§ **WHAT IS BEING ASKED**:
I'd like every record written out again, exactly as it is.

* * *

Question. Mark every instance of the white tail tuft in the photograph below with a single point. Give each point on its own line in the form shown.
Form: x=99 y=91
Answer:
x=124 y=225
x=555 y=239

* * *

§ **WRITTEN RESPONSE**:
Question. Mark every instance of the white tail tuft in the photograph below with a single point. Give each point on its own line in the form shown.
Form: x=99 y=91
Answer:
x=124 y=225
x=555 y=239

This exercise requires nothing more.